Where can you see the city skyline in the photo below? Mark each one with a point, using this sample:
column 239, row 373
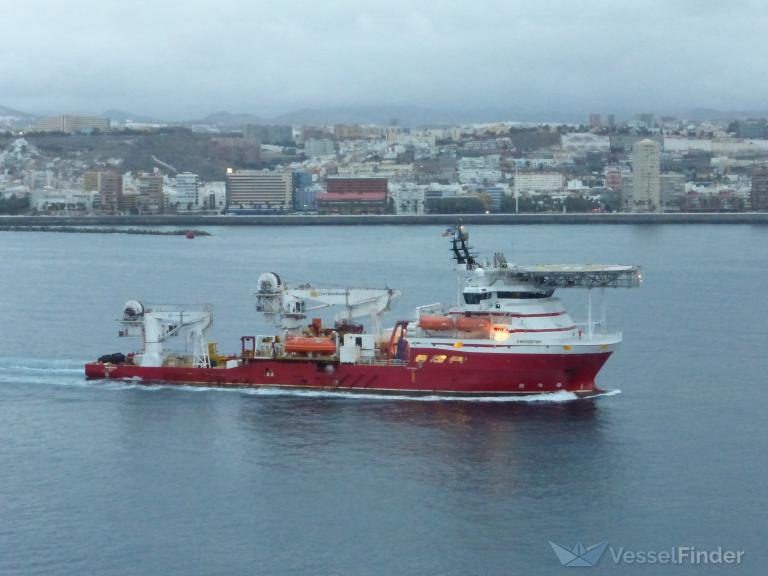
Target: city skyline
column 523, row 59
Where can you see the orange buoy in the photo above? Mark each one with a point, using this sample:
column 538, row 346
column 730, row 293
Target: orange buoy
column 469, row 324
column 303, row 344
column 438, row 323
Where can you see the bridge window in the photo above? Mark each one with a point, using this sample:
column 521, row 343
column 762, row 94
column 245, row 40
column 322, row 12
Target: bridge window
column 475, row 297
column 524, row 295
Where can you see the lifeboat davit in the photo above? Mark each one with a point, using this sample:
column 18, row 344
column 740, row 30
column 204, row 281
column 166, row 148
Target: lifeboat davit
column 436, row 323
column 304, row 344
column 469, row 324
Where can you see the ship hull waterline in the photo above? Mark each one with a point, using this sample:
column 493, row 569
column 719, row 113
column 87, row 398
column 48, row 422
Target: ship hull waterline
column 480, row 375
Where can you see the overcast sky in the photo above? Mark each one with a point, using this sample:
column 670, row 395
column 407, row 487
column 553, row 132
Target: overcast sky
column 188, row 58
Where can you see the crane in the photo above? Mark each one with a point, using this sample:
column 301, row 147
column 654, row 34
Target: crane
column 288, row 306
column 157, row 323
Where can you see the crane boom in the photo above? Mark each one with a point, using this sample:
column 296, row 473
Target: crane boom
column 288, row 307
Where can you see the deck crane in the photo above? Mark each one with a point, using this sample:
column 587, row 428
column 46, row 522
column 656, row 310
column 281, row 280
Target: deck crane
column 288, row 306
column 157, row 323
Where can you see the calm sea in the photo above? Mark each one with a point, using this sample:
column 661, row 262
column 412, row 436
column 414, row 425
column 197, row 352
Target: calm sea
column 120, row 479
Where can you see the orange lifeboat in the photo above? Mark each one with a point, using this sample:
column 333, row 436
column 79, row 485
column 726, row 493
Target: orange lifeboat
column 303, row 344
column 437, row 323
column 469, row 324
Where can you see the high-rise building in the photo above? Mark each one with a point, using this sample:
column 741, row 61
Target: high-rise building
column 151, row 199
column 758, row 195
column 751, row 128
column 269, row 133
column 187, row 190
column 646, row 187
column 69, row 123
column 109, row 185
column 319, row 147
column 362, row 195
column 259, row 190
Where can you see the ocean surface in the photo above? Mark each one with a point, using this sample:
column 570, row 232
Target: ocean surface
column 120, row 479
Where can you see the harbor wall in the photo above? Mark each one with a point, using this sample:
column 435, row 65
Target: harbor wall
column 347, row 220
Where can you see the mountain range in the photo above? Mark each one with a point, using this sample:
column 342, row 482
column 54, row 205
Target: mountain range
column 402, row 115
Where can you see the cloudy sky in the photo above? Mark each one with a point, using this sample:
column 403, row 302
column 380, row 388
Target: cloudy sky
column 187, row 58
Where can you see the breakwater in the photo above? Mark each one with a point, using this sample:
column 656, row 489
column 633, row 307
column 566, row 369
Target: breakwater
column 7, row 222
column 95, row 230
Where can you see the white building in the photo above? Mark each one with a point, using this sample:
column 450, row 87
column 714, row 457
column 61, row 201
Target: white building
column 646, row 186
column 187, row 191
column 319, row 147
column 585, row 142
column 212, row 196
column 539, row 182
column 408, row 198
column 477, row 169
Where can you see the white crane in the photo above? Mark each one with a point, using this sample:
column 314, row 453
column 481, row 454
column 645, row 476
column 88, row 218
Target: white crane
column 288, row 307
column 155, row 324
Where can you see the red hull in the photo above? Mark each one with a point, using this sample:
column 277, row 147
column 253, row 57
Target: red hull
column 480, row 374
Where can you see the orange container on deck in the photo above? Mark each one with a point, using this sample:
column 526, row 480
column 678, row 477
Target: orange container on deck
column 469, row 324
column 301, row 344
column 438, row 323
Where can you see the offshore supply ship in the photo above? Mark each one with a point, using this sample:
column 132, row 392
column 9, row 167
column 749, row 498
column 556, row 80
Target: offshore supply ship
column 507, row 335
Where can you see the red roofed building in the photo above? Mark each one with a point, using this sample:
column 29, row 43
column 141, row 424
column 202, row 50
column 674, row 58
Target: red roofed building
column 353, row 196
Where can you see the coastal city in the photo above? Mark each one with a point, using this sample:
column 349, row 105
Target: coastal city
column 82, row 165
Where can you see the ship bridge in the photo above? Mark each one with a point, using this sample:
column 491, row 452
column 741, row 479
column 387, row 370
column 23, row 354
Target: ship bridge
column 574, row 275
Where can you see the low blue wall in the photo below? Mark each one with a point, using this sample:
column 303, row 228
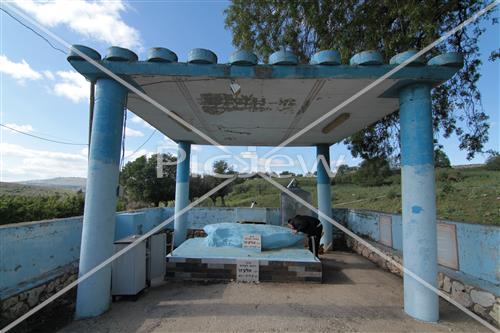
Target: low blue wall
column 478, row 245
column 34, row 252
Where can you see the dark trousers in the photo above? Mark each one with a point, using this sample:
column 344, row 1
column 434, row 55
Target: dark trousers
column 315, row 239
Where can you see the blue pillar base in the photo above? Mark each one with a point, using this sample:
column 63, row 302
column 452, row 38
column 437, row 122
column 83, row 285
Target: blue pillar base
column 98, row 229
column 324, row 195
column 418, row 202
column 182, row 193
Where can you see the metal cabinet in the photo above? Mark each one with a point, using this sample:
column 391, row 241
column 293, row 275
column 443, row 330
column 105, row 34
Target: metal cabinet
column 129, row 270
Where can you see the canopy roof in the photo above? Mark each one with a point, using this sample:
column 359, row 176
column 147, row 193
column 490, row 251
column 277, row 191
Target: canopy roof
column 273, row 102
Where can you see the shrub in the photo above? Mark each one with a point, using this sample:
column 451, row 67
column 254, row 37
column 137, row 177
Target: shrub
column 373, row 172
column 493, row 162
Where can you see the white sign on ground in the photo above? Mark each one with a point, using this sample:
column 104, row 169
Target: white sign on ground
column 247, row 270
column 252, row 242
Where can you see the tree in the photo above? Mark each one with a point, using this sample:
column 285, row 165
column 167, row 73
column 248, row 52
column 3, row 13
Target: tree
column 221, row 169
column 352, row 26
column 142, row 183
column 373, row 172
column 441, row 160
column 493, row 161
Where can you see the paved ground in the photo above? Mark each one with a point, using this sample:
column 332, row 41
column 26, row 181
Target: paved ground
column 356, row 297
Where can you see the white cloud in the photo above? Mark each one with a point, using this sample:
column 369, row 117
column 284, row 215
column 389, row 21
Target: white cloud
column 21, row 128
column 99, row 20
column 140, row 121
column 130, row 132
column 20, row 71
column 130, row 155
column 72, row 85
column 20, row 163
column 49, row 75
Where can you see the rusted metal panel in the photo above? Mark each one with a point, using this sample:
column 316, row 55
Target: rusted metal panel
column 447, row 245
column 385, row 229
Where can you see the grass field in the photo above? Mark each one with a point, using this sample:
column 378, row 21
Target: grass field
column 468, row 195
column 30, row 190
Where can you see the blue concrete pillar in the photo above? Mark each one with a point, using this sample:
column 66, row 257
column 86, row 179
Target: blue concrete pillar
column 419, row 201
column 324, row 194
column 100, row 197
column 182, row 192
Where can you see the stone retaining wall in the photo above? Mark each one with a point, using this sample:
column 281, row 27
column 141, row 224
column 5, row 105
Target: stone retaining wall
column 18, row 304
column 481, row 302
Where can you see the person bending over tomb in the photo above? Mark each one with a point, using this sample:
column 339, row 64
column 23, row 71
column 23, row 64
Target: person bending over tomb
column 310, row 226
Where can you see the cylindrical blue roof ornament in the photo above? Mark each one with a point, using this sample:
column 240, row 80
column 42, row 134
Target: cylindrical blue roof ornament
column 451, row 59
column 399, row 58
column 326, row 57
column 367, row 58
column 283, row 57
column 76, row 51
column 116, row 53
column 161, row 54
column 243, row 58
column 201, row 56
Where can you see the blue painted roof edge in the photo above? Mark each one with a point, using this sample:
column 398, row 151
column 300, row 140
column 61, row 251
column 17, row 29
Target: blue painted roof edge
column 434, row 74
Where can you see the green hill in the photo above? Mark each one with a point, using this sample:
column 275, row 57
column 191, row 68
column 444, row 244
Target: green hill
column 469, row 195
column 30, row 190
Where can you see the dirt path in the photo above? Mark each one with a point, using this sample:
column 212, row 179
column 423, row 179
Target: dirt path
column 356, row 297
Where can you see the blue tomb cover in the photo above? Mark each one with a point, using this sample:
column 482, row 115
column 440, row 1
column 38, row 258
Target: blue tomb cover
column 231, row 234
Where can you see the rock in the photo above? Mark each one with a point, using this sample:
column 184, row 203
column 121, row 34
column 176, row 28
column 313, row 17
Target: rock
column 23, row 296
column 480, row 310
column 440, row 280
column 446, row 284
column 468, row 288
column 460, row 295
column 9, row 302
column 34, row 295
column 18, row 310
column 51, row 286
column 495, row 313
column 482, row 298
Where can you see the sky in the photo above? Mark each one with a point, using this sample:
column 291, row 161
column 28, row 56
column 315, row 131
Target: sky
column 41, row 94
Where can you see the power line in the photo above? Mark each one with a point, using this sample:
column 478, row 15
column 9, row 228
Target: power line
column 61, row 142
column 35, row 32
column 45, row 139
column 138, row 148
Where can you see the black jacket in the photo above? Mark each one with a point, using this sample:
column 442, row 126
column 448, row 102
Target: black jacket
column 309, row 225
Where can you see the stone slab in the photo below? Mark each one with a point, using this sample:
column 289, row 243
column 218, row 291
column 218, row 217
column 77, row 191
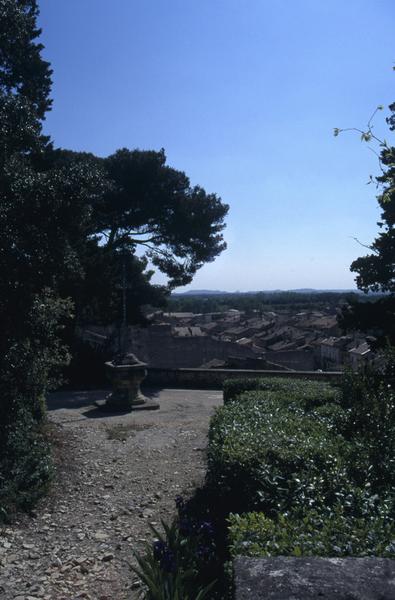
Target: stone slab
column 311, row 578
column 149, row 404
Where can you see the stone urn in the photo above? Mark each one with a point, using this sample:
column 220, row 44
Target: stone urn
column 126, row 373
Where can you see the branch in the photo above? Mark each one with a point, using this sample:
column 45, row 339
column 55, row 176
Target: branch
column 364, row 245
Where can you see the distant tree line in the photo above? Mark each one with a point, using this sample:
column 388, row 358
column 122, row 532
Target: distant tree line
column 260, row 301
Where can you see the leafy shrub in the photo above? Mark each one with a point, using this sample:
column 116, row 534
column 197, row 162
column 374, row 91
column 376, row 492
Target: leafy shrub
column 319, row 533
column 307, row 393
column 26, row 466
column 266, row 453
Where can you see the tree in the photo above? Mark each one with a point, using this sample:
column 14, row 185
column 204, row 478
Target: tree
column 376, row 270
column 153, row 206
column 43, row 218
column 148, row 215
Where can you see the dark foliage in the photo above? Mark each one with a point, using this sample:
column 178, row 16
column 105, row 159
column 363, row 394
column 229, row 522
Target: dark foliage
column 376, row 271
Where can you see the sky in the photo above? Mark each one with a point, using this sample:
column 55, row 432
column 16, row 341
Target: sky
column 243, row 95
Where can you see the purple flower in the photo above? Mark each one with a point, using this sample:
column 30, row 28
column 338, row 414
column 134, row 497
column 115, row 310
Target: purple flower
column 159, row 548
column 185, row 526
column 168, row 562
column 179, row 502
column 207, row 529
column 203, row 552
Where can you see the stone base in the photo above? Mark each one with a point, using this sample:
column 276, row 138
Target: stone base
column 146, row 404
column 313, row 578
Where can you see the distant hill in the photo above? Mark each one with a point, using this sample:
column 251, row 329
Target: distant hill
column 295, row 291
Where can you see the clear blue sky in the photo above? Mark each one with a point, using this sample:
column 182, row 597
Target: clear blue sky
column 243, row 95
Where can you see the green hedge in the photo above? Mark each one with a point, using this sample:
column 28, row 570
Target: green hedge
column 317, row 534
column 26, row 466
column 266, row 453
column 312, row 467
column 313, row 392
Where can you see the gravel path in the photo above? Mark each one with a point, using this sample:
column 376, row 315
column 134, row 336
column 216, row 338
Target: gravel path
column 116, row 474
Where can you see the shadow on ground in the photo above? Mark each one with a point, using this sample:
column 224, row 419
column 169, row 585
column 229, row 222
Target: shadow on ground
column 87, row 398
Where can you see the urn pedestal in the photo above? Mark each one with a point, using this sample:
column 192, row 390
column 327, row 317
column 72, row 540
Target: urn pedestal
column 126, row 373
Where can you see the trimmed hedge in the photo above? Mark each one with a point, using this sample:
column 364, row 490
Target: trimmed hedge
column 317, row 534
column 266, row 453
column 315, row 393
column 312, row 467
column 26, row 466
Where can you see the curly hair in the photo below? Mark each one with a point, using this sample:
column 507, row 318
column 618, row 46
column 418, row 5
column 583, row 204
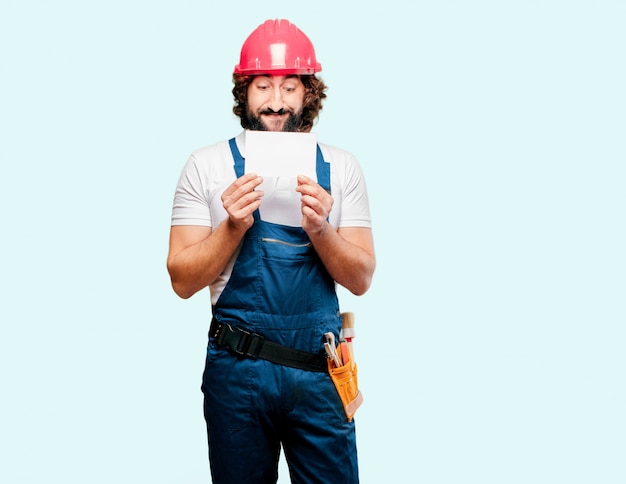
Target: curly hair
column 314, row 94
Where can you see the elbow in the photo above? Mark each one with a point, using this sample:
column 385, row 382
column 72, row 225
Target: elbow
column 182, row 291
column 361, row 285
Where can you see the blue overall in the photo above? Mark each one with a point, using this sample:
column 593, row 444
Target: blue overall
column 279, row 288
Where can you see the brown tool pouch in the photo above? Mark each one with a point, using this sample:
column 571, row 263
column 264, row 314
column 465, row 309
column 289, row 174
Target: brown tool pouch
column 346, row 383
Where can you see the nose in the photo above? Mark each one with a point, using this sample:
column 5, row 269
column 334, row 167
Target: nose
column 276, row 99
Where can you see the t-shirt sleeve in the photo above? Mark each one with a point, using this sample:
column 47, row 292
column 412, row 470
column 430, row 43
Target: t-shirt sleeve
column 191, row 204
column 355, row 210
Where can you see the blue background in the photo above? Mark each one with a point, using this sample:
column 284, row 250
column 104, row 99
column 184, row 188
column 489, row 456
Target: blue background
column 491, row 133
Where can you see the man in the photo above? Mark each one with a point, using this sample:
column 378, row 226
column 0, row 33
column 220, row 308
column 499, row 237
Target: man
column 272, row 286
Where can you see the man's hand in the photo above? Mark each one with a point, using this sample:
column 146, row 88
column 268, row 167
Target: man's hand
column 316, row 205
column 241, row 199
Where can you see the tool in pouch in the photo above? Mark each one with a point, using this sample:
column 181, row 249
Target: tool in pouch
column 342, row 367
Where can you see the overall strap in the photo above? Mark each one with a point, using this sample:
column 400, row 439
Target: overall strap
column 240, row 163
column 323, row 171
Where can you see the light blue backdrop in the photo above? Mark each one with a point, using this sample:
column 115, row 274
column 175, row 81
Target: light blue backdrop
column 491, row 344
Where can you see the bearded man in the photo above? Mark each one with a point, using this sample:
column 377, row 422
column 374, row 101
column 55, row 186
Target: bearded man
column 272, row 286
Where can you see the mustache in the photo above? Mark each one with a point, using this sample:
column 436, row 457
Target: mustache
column 280, row 112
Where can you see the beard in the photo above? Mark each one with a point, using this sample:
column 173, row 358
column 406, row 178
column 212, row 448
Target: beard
column 255, row 123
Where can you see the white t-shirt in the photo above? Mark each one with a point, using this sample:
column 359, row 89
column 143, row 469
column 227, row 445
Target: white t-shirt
column 210, row 170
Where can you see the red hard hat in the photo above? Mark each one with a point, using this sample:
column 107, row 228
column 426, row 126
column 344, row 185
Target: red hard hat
column 277, row 47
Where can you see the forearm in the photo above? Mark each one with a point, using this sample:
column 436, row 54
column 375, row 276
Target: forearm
column 196, row 266
column 349, row 260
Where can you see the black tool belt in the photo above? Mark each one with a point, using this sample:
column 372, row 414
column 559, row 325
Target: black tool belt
column 253, row 345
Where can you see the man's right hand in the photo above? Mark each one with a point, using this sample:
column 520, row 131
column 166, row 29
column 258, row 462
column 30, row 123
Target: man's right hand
column 241, row 199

-----

**Your instructions:**
Look above for the line with "Where can you see the curly" and the line with "column 181, row 249". Output those two and everything between them exactly, pictures excluded.

**Solution to the problem:**
Where can you see the curly hair in the photo below? Mark each one with a point, using this sample:
column 507, row 318
column 618, row 46
column 418, row 5
column 583, row 204
Target: curly hair
column 314, row 94
Where can you see the elbow in the photo above? Mark each one with a point, using this sample:
column 385, row 382
column 72, row 225
Target: elbow
column 182, row 291
column 361, row 285
Where can you see the blue overall in the photo above? Mark each one with a point, using this sample:
column 593, row 444
Target: blue overall
column 279, row 288
Where can you see the brown tool pouch in the photo above? Mark each one with a point, using this sample:
column 571, row 263
column 264, row 314
column 465, row 309
column 289, row 174
Target: brown tool pouch
column 346, row 383
Where can you see the nose in the photo above? Mark each one with a point, using this sample:
column 5, row 269
column 334, row 167
Target: nose
column 276, row 99
Where can you see the t-shirt sleeve in the photo above? Mark each one with a point, using this sample:
column 47, row 292
column 412, row 470
column 430, row 43
Target: t-shirt sleeve
column 191, row 204
column 355, row 210
Where can you see the blue background in the photo above? Mark each one with a point, using this sample:
column 284, row 250
column 104, row 99
column 184, row 188
column 489, row 456
Target: blue background
column 491, row 133
Where can you see the man in the photo above? Mark each one with a point, using this sample:
column 378, row 226
column 0, row 33
column 220, row 308
column 499, row 237
Target: man
column 272, row 286
Where can you see the man's hand in the photo above? Mark each one with a point, using this sample:
column 146, row 88
column 268, row 167
Target: man's hand
column 316, row 205
column 241, row 199
Where can you see the tool in pouch in the photo above? Mark each one with a point, using this sample:
column 181, row 249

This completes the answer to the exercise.